Copy out all of the entries exactly as they appear.

[Data excerpts]
►
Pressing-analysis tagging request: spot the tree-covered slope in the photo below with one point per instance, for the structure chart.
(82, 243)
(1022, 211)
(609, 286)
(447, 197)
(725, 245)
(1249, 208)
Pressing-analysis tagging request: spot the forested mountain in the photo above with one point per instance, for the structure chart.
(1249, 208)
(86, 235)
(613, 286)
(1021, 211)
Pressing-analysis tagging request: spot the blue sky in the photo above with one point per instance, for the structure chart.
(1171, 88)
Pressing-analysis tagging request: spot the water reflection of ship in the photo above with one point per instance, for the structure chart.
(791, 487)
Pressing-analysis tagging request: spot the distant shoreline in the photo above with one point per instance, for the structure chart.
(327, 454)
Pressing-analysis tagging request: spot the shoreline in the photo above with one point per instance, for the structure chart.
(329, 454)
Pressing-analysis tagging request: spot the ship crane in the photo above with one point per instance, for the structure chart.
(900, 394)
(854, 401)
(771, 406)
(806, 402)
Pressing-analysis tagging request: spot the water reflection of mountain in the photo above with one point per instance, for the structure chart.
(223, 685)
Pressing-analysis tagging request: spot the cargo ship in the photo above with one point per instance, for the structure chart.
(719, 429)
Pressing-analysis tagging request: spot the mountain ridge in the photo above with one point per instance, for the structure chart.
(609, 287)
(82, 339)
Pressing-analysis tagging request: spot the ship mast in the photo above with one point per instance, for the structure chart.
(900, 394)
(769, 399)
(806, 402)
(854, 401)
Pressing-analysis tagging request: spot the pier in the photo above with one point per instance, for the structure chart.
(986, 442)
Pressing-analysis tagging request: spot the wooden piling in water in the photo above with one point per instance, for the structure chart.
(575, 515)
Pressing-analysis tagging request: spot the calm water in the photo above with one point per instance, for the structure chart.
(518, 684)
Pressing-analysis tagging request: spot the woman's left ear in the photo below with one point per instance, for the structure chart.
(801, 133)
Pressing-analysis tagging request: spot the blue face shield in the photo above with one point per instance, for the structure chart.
◄
FINAL ANSWER →
Pressing-analysis tagging request: spot the tree-covered slope in the photo below with one point per instance, for the structure chart.
(82, 243)
(1022, 211)
(609, 286)
(447, 197)
(725, 245)
(1249, 208)
Pressing-analysis tagging request: spot the forested mountain in the photo above with one point per instance, for the structure chart.
(1249, 208)
(86, 235)
(613, 286)
(1021, 211)
Pressing-analysis tagging request: spot the blue sky in the photo above with one point per instance, for the structure chart.
(1171, 88)
Pressing-analysis tagging request: spot the water reflection of ship in the photo above with one point per instance, for the structure chart.
(791, 487)
Pressing-analysis tagging request: spot the distant shoreline in the photo above with one point per instance, for the structure chart.
(327, 454)
Pressing-analysis tagging request: spot the shoreline in the photo above with one point per instance, for the structure chart.
(329, 454)
Pressing-analysis tagging request: spot the ship crane in the photo above with one point per instance, for the structure chart.
(900, 394)
(854, 401)
(771, 406)
(806, 402)
Pressing-analysis tagging request: spot the water reflection of mountain in the photo above with one point per instance, for the structure chart.
(223, 685)
Pressing-analysis tagging request: spot the cargo ship in the photo above with one point per instance, for the structure chart.
(719, 429)
Pressing-analysis tagging request: spot the mountain ridge in the photo above with one point per instance, for the structure chart.
(609, 287)
(82, 339)
Pressing-analysis tagging request: spot the ship mast in the photo above with one point per instance, for the structure chart.
(900, 394)
(769, 399)
(806, 402)
(854, 401)
Pressing-analysis tagging request: spot the pier in the photo above with one point per instance, for the structure chart.
(986, 442)
Pressing-analysis tagging request: spot the wooden piling in water in the photo above with one point per instance, for the structure chart.
(575, 515)
Pressing-analysis tagging request: spot the calm water in the photo above with one point per instance, for the structure chart.
(518, 684)
Pressing-analysis tagging request: spot the woman's left ear in the photo below with one point per instance, for the structure chart.
(801, 133)
Pressing-analysis tagging request: spot the blue face shield in the photo above with one point per instance, for the structure chart.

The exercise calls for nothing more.